### What you should do:
Output the data below word for word, keeping every line.

[Saved data entries]
= = = =

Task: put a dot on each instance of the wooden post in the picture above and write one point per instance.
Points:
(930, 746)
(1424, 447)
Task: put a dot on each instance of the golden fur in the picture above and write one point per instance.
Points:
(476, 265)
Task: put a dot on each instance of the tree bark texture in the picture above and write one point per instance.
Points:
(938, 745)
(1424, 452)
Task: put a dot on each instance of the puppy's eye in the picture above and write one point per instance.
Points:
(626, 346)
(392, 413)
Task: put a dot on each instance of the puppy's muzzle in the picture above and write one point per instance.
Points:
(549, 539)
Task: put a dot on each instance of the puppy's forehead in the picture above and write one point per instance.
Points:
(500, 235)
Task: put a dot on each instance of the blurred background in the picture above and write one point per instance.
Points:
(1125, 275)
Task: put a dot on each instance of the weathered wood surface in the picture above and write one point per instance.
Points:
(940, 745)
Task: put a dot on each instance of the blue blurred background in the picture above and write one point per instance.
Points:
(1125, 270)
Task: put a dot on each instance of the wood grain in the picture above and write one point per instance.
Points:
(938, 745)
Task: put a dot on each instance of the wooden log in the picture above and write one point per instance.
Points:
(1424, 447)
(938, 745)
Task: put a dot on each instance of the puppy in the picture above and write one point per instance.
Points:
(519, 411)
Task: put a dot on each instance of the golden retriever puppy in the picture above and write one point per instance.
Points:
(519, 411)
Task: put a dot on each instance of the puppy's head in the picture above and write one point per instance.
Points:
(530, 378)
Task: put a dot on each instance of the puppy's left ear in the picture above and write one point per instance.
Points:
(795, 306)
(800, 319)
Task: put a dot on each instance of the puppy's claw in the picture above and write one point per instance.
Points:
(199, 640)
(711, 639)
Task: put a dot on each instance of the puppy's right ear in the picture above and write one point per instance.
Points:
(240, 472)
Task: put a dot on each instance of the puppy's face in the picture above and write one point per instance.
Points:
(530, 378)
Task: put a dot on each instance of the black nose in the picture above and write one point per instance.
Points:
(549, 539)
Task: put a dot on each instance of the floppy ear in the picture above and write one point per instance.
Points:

= = = =

### Problem solution:
Task: put a dot on each instance of the wooden post in the picture above and write one point per instance.
Points:
(930, 746)
(1424, 447)
Task: put a dot on each instance of the golden fur in the picture above and write one point per instance.
Points:
(476, 265)
Task: put a dot on each instance of the tree bark texture in the picture above and write one point per instance.
Points:
(938, 745)
(1424, 452)
Task: put a dot on each instance of the puppy's eye in the picture above and write one point per instance.
Points:
(626, 346)
(392, 413)
Task: put a dot on each instance of the puppy's muzzle in the picture above and write one point per instance.
Points:
(549, 539)
Task: put a dot on each instance of the puppy's forehead in the picture above and write one point per instance.
Points:
(500, 235)
Task: put a dot on each instance of the blurred background in the picture above and write one point per instance.
Points:
(1125, 275)
Task: put a dot on each instance of the weathered wood surface in the picture above and write one point per instance.
Points:
(940, 745)
Task: put a dot on each instance of the blue blurred background in the picture above and write one point per instance.
Points:
(1125, 270)
Task: put a dot on each instance of the wood grain in the picture above and write one point per instance.
Points:
(938, 745)
Task: put a dot on each instance of the wooden log in the picture above and write one point per instance.
Points:
(1424, 447)
(938, 745)
Task: put a dot on each instance of the puppy in the picture above and write one point per instance.
Points:
(519, 411)
Task: put a dot on each instance of the golden retriever puppy in the picture above and write one point per instance.
Points:
(519, 411)
Task: put a dot on each instance of the puppy's head in the picture above and write one point per instance.
Points:
(530, 378)
Task: put a dot on each instance of the puppy's left ear in the picture above and write one point per instance.
Points:
(795, 306)
(800, 319)
Task: put a dot on each instance of the puppy's claw in the picture above and write one point per instance.
Points:
(199, 640)
(711, 639)
Task: put a dot on each instance of the puppy's right ear in the picture above and write one point per instance.
Points:
(240, 472)
Task: put a dot on each instance of the puppy's face in the picture above and write one point per instance.
Points:
(530, 378)
Task: put a dot on each instance of the black nose in the picture above and write one point per instance.
Points:
(549, 539)
Task: put a dot on each instance of the floppy ear in the picture above and write one point per instance.
Points:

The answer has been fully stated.